What you will do –
1. From the organizational structure case studies, list the function-based segments that IBM uses to support its product-based divisions.
2. According to the organizational structure case studies, what name did Sony adopt in 2021?
3. Return, copied word for word, the stretch of the organizational structure case studies starting with "eBay Organizational Structure" and going on through "and Intellectual Property.".

Provided passage –
-=-=-=-=-
Organizational Structure Case Studies

Airbnb Organizational Structure

Airbnb follows a holacracy model, or a sort of flat organizational structure, where teams are organized for projects, to move quickly and iterate fast, thus keeping a lean and flexible approach. Airbnb also moved to a hybrid model where employees can work from anywhere and meet on a quarterly basis to plan ahead, and connect to each other.

eBay Organizational Structure

eBay was until recently a multi-divisional (M-form) organization with semi-autonomous units grouped according to the services they provided. Today, eBay has a single division called Marketplace, which includes eBay and its international iterations.

IBM Organizational Structure

IBM has an organizational structure characterized by product-based divisions, enabling its strategy to develop innovative and competitive products in multiple markets. IBM is also characterized by function-based segments that support product development and innovation for each product-based division, which include Global Markets, Integrated Supply Chain, Research, Development, and Intellectual Property.

Sony Organizational Structure

Sony has a matrix organizational structure primarily based on function-based groups and product/business divisions. The structure also incorporates geographical divisions. In 2021, Sony announced the overhauling of its organizational structure, changing its name from Sony Corporation to Sony Group Corporation to better identify itself as the headquarters of the Sony group of companies skewing the company toward product divisions.

Facebook Organizational Structure

Facebook is characterized by a multi-faceted matrix organizational structure. The company utilizes a flat organizational structure in combination with corporate function-based teams and product-based or geographic divisions. The flat organization structure is organized around the leadership of Mark Zuckerberg, and the key executives around him. On the other hand, the function-based teams based on the main corporate functions (like HR, product management, investor relations, and so on).
-=-=-=-=-
Data under study –
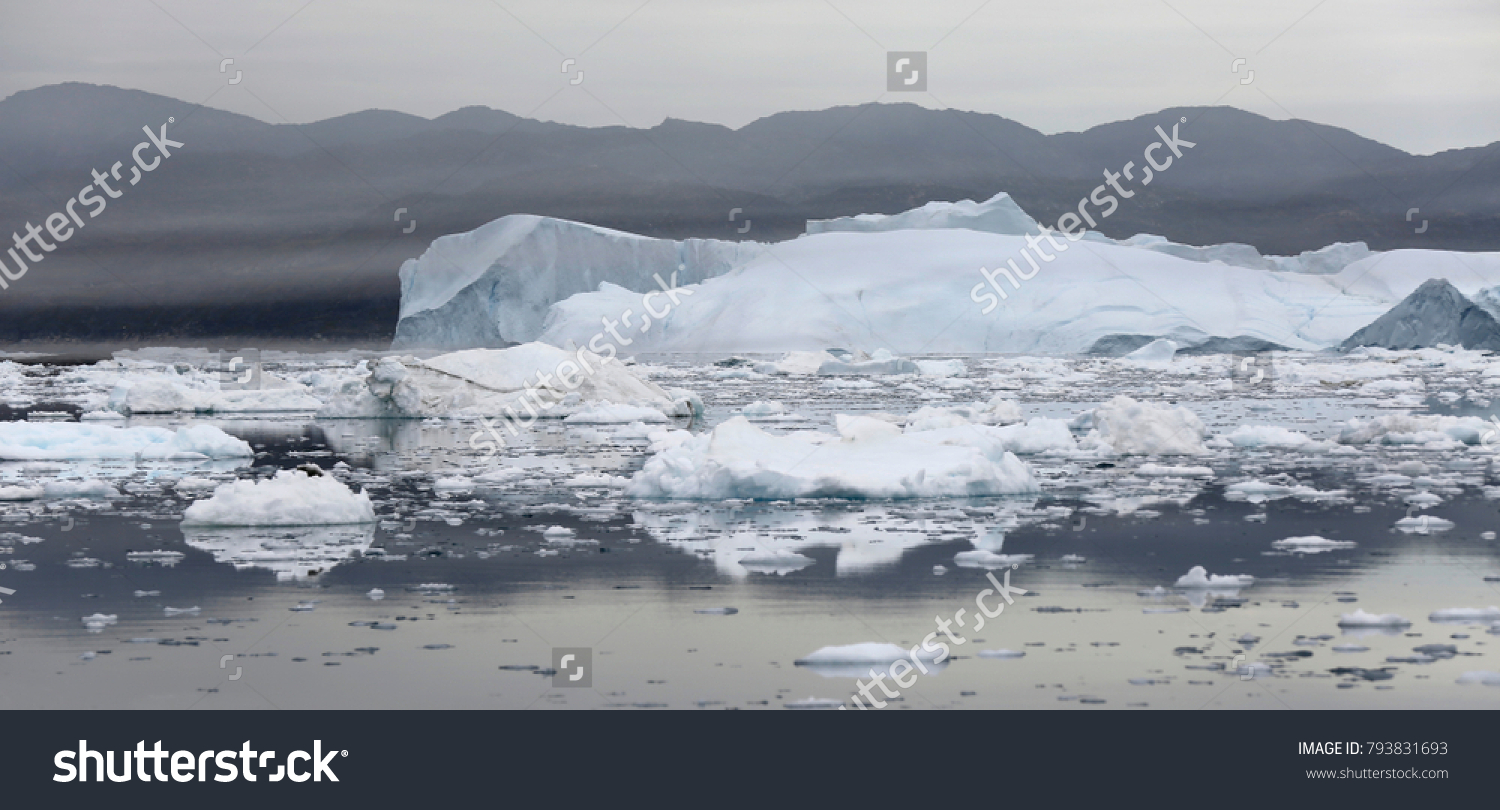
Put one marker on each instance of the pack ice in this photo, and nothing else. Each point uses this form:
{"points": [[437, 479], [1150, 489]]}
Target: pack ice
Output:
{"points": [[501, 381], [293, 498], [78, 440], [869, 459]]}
-=-=-=-=-
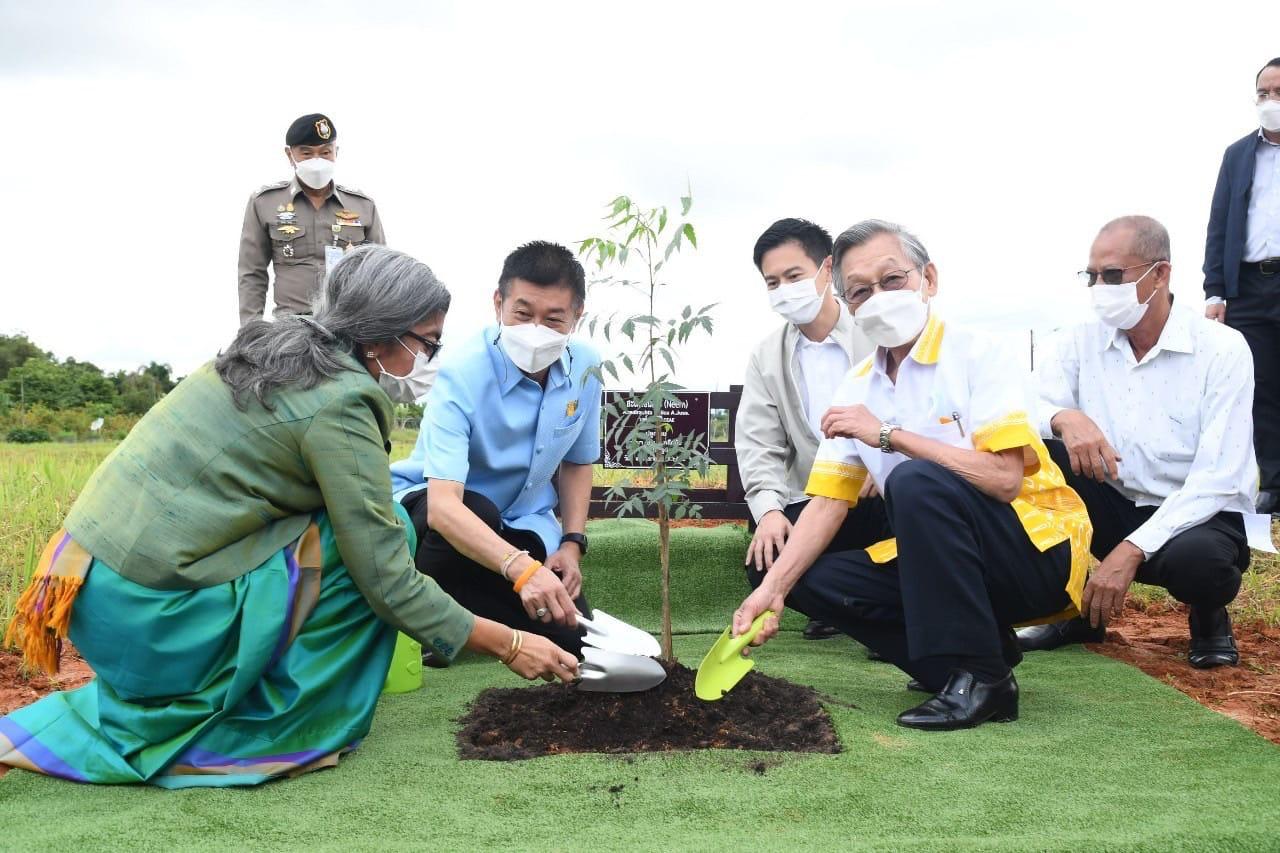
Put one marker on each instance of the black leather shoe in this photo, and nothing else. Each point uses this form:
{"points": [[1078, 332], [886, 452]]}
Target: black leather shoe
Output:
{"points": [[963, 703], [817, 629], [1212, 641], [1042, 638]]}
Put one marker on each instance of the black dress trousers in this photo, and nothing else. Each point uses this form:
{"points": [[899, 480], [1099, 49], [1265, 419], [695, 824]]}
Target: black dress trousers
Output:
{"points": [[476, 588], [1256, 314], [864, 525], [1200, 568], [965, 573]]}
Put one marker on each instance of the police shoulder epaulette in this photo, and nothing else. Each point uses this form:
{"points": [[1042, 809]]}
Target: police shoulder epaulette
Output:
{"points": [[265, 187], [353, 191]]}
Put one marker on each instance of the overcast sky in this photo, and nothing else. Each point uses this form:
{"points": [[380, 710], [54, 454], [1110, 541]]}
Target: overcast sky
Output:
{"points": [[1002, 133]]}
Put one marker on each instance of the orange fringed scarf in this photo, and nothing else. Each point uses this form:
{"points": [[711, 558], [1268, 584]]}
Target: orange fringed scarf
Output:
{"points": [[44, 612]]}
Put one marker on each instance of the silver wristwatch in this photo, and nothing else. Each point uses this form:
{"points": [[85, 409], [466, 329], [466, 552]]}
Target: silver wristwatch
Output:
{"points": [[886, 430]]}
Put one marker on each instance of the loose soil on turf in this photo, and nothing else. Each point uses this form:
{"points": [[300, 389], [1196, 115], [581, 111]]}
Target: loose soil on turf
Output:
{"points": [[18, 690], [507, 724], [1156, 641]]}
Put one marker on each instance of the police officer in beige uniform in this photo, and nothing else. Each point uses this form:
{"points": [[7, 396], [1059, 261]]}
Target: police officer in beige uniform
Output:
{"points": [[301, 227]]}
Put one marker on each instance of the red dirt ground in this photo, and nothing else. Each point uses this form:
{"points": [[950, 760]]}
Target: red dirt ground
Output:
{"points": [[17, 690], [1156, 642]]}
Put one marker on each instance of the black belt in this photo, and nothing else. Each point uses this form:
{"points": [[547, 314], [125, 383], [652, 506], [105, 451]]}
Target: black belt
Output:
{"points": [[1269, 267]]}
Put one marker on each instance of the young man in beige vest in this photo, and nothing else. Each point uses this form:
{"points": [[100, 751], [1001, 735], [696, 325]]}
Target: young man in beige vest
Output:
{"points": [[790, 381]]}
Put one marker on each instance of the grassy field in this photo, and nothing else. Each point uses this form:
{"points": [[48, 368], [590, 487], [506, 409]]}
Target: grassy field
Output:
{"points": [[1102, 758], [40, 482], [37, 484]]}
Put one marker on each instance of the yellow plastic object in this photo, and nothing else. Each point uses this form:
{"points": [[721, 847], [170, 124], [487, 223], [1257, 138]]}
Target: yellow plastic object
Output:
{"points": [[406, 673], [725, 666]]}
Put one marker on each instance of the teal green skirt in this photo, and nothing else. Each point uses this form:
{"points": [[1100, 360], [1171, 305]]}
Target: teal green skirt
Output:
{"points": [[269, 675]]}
-=-=-=-=-
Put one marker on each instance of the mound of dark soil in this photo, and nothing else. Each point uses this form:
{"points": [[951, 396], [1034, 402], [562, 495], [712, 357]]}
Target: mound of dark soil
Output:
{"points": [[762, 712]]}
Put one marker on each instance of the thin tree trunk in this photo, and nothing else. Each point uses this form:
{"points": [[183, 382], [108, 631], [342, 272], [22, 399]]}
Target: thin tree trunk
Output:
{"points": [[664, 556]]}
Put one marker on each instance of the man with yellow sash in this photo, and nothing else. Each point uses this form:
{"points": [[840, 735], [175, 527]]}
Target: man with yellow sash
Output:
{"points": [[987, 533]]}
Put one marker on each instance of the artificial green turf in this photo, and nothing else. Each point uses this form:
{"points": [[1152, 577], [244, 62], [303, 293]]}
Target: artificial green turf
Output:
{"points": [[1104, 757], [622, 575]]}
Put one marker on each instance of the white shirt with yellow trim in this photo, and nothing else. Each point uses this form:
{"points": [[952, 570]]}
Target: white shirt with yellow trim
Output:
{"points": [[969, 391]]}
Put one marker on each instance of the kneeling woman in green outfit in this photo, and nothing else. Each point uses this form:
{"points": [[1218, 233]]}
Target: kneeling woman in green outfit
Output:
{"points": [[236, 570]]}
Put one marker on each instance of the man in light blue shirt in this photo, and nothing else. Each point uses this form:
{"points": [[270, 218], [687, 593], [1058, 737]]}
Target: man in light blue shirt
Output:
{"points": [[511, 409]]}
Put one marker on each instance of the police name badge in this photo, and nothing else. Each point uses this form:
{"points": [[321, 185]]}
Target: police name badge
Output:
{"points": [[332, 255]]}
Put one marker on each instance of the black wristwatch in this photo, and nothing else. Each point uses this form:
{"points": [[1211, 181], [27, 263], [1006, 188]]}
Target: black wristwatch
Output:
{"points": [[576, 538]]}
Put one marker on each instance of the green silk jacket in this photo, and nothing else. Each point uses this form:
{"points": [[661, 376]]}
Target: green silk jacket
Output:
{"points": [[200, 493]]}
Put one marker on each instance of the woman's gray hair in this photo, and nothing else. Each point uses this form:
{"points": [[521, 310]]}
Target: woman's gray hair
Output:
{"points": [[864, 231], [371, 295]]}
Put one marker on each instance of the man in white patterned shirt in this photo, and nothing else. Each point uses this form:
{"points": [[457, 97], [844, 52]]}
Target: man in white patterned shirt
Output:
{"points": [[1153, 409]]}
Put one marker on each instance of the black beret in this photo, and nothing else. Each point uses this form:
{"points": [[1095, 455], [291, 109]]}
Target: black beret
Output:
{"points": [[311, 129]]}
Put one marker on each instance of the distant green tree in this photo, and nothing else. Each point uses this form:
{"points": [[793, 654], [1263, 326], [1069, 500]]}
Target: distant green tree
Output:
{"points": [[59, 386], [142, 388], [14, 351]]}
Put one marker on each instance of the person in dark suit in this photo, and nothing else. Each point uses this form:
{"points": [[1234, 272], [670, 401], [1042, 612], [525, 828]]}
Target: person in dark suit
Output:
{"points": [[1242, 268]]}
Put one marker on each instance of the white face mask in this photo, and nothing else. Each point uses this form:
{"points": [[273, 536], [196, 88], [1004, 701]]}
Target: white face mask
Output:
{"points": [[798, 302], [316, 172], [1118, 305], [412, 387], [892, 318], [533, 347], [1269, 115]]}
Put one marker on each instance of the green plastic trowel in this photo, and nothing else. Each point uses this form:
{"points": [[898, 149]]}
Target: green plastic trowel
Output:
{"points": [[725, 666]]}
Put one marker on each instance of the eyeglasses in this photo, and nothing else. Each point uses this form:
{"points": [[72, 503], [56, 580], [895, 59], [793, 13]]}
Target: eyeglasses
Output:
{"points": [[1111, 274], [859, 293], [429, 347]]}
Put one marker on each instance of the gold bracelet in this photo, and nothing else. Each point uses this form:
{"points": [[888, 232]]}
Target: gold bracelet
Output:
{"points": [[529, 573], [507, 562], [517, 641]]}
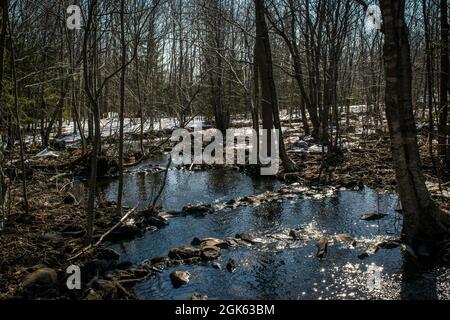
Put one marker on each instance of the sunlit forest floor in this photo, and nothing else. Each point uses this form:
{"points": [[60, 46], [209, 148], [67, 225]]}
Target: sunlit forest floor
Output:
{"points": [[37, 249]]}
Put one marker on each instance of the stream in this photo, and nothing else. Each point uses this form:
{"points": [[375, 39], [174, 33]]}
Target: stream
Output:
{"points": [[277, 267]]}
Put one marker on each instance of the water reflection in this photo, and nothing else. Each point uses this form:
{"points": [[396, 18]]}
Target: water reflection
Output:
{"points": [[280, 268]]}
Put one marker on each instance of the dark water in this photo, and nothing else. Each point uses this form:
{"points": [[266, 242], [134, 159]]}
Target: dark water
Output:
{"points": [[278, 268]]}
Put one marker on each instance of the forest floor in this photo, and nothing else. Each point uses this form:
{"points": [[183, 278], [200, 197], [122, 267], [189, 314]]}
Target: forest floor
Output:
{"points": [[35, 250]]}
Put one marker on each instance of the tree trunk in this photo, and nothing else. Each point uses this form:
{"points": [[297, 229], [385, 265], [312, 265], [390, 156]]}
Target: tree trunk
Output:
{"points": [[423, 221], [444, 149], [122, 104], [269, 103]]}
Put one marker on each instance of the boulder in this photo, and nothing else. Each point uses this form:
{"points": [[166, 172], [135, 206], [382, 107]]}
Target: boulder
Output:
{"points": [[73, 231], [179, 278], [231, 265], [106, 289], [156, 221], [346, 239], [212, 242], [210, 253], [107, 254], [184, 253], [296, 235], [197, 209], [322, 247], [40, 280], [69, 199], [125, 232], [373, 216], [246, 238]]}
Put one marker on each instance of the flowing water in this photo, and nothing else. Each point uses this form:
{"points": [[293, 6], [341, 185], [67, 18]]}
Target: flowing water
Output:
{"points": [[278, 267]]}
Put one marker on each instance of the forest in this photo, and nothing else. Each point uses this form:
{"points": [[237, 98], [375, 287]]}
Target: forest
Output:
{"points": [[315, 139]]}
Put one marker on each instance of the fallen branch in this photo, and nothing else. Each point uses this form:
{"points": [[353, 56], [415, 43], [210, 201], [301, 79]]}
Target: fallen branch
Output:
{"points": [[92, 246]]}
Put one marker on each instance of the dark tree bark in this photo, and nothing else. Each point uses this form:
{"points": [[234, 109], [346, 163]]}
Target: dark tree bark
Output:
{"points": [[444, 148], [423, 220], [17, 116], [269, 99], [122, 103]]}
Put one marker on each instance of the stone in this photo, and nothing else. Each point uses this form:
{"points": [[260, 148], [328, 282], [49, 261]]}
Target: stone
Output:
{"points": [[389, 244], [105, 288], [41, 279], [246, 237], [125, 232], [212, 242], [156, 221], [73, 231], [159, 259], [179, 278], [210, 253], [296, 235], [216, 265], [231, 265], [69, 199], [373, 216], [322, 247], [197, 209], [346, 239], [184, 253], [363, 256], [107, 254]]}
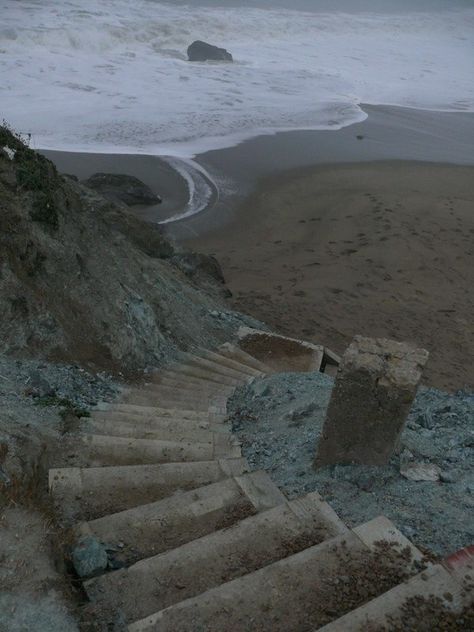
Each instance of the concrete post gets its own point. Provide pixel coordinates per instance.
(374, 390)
-=-=-=-=-
Exercise responses –
1. Global Markets, Integrated Supply Chain, Research, Development, Intellectual Property

2. Sony Group Corporation

3.
eBay Organizational Structure

eBay was until recently a multi-divisional (M-form) organization with semi-autonomous units grouped according to the services they provided. Today, eBay has a single division called Marketplace, which includes eBay and its international iterations.

IBM Organizational Structure

IBM has an organizational structure characterized by product-based divisions, enabling its strategy to develop innovative and competitive products in multiple markets. IBM is also characterized by function-based segments that support product development and innovation for each product-based division, which include Global Markets, Integrated Supply Chain, Research, Development, and Intellectual Property.